Provided text:
Re: [HACKERS] GUC for cleanup indexes threshold.

From: Masahiko Sawada <sawada(dot)mshk(at)gmail(dot)com>
To: Alexander Korotkov <a(dot)korotkov(at)postgrespro(dot)ru>
Cc: Simon Riggs <simon(at)2ndquadrant(dot)com>, Kyotaro HORIGUCHI <horiguchi(dot)kyotaro(at)lab(dot)ntt(dot)co(dot)jp>, Yura Sokolov <y(dot)sokolov(at)postgrespro(dot)ru>, Peter Geoghegan <pg(at)bowt(dot)ie>, Andres Freund <andres(at)anarazel(dot)de>, Robert Haas <robertmhaas(at)gmail(dot)com>, David Steele <david(at)pgmasters(dot)net>, Amit Kapila <amit(dot)kapila16(at)gmail(dot)com>, "Ideriha, Takeshi" <ideriha(dot)takeshi(at)jp(dot)fujitsu(dot)com>, PostgreSQL-development <pgsql-hackers(at)postgresql(dot)org>, Kuntal Ghosh <kuntalghosh(dot)2007(at)gmail(dot)com>, pgsql-hackers-owner(at)postgresql(dot)org
Subject: Re: [HACKERS] GUC for cleanup indexes threshold.
Date: 2018-03-27 08:55:45
Message-ID: CAD21AoD4fRnPeOAjoLHGO-aijPt32Cye7ZpcrkJJvSBXvvcK1g@mail.gmail.com
Views: Raw Message | Whole Thread | Download mbox | Resend email
Thread:
Lists: pgsql-hackers

On Thu, Mar 22, 2018 at 9:24 PM, Alexander Korotkov
<a(dot)korotkov(at)postgrespro(dot)ru> wrote:
> On Mon, Mar 19, 2018 at 5:12 AM, Masahiko Sawada <sawada(dot)mshk(at)gmail(dot)com>
> wrote:
>>
>> On Wed, Mar 14, 2018 at 9:25 PM, Alexander Korotkov
>> <a(dot)korotkov(at)postgrespro(dot)ru> wrote:
>> > On Wed, Mar 14, 2018 at 7:40 AM, Masahiko Sawada <sawada(dot)mshk(at)gmail(dot)com>
>> > wrote:
>> >>
>> >> On Sat, Mar 10, 2018 at 3:40 AM, Alexander Korotkov
>> >> <a(dot)korotkov(at)postgrespro(dot)ru> wrote:
>> >> > On Fri, Mar 9, 2018 at 3:12 PM, Masahiko Sawada
>> >> > <sawada(dot)mshk(at)gmail(dot)com>
>> >> > wrote:
>> >> >>
>> >> >> On Fri, Mar 9, 2018 at 8:43 AM, Alexander Korotkov
>> >> >> <a(dot)korotkov(at)postgrespro(dot)ru> wrote:
>> >> >> > 2) These parameters are reset during btbulkdelete() and set during
>> >> >> > btvacuumcleanup().
>> >> >>
>> >> >> Can't we set these parameters even during btbulkdelete()? By keeping
>> >> >> them up to date, we will able to avoid an unnecessary cleanup
>> >> >> vacuums
>> >> >> even after index bulk-delete.

Your instructions: In the thread on the cleanup indexes threshold, why does the reply propose setting the parameters during btbulkdelete() too? Answer in one to three sentences. The records that come next are from a different source.

Dataset entries:
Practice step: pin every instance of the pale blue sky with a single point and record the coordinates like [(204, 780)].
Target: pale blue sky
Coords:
...
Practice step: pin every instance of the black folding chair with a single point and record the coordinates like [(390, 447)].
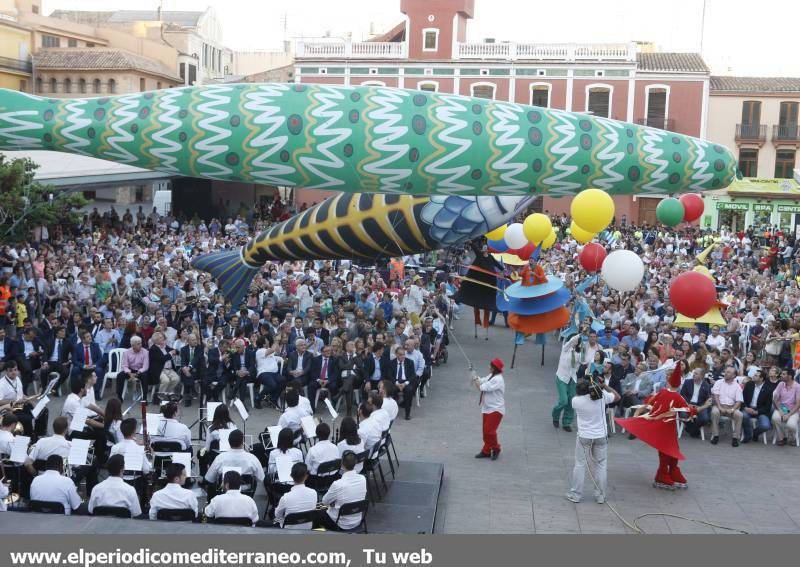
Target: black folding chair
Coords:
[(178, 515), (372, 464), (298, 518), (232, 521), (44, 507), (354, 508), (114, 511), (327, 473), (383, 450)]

Full solution: Right now the parameters are reset during btbulkdelete() and set only during btvacuumcleanup(). Setting them during btbulkdelete() as well would keep them up to date. That would avoid unnecessary cleanup vacuums even after an index bulk-delete.